-------- Text section

UBS AG, Switzerland's largest bank, faces dozens of claims in the US from clients who bought “100 per cent principal protected notes” issued by Lehman Brothers Holdings Inc that are now almost worthless.

Six attorneys hired to represent clients in the cases say UBS brokers touted the so-called structured notes as low-risk investments and failed to emphasise they were unsecured obligations of Lehman, which filed for bankruptcy in September. State regulators are fielding so many calls about Lehman's notes they're considering a task force to investigate the sales, said Rex Staples, general counsel for the North American Securities Administrators Association Inc, a group of 67 state and provincial regulators based in Washington.

“The sales pitches were that it’s good for retirement accounts, and good for the safe, fixed-income part of people's portfolios as an alternative to owning stocks, because it's less risky,” said Seth Lipner, a lawyer in Garden City, New York, hired by two holders of Lehman notes sold by UBS, including a 65-year-old accountant who says he lost $1.4 million in retirement savings. “Of course, it turned out to be more risky.”

Any awards for investors would add to the financial industry's burgeoning costs for compensating individuals who bought supposedly safe investments that crumbled in the credit crunch. Banks and securities firms, including Zurich-based UBS, Citigroup Inc. and Merrill Lynch & Co, already have had to swallow more than $3.6 billion in fines and market losses on auction-rate securities they had to buy back from clients under orders from the US Securities and Exchange Commission and regulators in New York, Massachusetts and other states.

UBS woes: UBS had to take a charge of $900 million related to the auction-rate probe. It is also being investigated by the SEC for the sale of derivatives and investment contracts to state and local govern-ments, and the Internal Revenue Service is looking into whether it improperly helped US clients evade taxes.

Kristopher Kagel, a UBS spokesman in New York, said the bank “properly sold” Lehman's structured notes to its clients.

“The offering materials clearly identified Lehman as the issuer and discussed all the relevant risks and features of the product,” Kagel said.

A state task force on structured notes would be similar to the one convened earlier this year that investigated the auction- rate market. Regulators have been concerned about structured notes for some time and “now the complaints are beginning to come in at a fairly rapid clip,'' Staples said.

He declined to say whether UBS was a target of complaints.

Structured notes: Structured notes, sometimes marketed as “structured equities” or “hybrid financial instruments”, are constructed by banks and Wall Street firms from a combination of bonds, stocks, commodities, currencies and derivatives. About a third of the $114 billion sold last year in the US promised full or partial principal protection.

The banks, which rely on market borrowings to finance their loans, trades and investments, sold more structured notes to retail clients as the credit crisis made plain-vanilla bonds more expensive to issue in institutional debt markets. Sales of the notes quadrupled in the US during the past four years, according to data compiled by London-based research firm mtn-i.

About $8 billion of Lehman structured notes were outstanding as of September, including $2.8 billion sold this year, mtn-i reported. The New York-based firm was selling the notes as late as August, while it was racing to find capital weeks before being swept away by what Chief Executive Officer Richard Fuld, 62, called a “financial tsunami”.

----------------
-------- Supplied entries

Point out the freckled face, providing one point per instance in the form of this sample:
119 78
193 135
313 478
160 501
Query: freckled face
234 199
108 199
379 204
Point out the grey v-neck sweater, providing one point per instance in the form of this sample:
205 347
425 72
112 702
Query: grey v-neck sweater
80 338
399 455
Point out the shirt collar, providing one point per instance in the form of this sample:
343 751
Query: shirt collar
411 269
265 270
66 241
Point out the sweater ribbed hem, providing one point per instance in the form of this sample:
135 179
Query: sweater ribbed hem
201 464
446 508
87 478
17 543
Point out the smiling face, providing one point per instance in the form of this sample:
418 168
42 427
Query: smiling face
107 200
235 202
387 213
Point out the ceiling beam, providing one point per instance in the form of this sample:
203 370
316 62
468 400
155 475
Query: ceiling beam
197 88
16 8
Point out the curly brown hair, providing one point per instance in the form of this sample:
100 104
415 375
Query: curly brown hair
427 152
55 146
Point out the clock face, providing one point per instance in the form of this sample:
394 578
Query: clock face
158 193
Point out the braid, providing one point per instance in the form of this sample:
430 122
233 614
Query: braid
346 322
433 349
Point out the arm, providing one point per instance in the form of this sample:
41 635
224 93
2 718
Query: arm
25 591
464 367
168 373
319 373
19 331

----------------
-------- Supplied entries

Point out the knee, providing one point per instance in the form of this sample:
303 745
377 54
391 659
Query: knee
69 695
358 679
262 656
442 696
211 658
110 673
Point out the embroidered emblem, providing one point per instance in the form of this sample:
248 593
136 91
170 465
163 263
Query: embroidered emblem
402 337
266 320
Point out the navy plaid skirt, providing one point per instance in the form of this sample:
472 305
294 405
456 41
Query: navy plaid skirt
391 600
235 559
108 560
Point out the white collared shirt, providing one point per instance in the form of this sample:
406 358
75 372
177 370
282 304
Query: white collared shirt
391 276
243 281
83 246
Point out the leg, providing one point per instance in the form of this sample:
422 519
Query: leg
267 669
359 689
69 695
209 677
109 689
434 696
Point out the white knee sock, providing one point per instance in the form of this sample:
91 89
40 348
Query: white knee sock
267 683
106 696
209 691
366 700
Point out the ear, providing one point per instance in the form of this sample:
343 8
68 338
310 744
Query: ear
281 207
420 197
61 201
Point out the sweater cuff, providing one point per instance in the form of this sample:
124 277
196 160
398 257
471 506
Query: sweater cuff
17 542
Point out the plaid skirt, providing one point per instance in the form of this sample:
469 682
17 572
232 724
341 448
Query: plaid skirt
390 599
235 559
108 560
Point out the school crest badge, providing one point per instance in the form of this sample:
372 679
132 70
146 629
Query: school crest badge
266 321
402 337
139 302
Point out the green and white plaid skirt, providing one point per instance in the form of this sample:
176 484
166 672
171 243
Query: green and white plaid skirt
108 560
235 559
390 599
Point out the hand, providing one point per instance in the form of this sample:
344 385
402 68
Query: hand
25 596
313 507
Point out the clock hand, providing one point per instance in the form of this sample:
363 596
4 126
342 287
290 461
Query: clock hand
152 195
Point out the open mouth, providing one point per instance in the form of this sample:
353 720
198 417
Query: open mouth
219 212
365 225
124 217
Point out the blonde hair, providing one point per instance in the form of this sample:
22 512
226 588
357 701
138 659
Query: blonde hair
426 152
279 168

----------------

Set of tasks:
#1 Decide whether each statement agrees with the article on UBS and Lehman structured notes, answering yes or no and quoting the deciding words of the article: (a) UBS took a $900 million charge related to the auction-rate probe; (b) US sales of structured notes doubled during the past four years; (c) Lehman filed for bankruptcy in September.
#2 Pull out every line of the records that contains the string "clock".
The records bear no relation to the text.

The replies:
#1
(a) Yes: "UBS had to take a charge of $900 million related to the auction-rate probe."
(b) No: "Sales of the notes quadrupled in the US during the past four years"
(c) Yes: "which filed for bankruptcy in September"

#2
Point out the clock face, providing one point per instance in the form of this sample:
Query: clock face
Point out the clock hand, providing one point per instance in the form of this sample:
Query: clock hand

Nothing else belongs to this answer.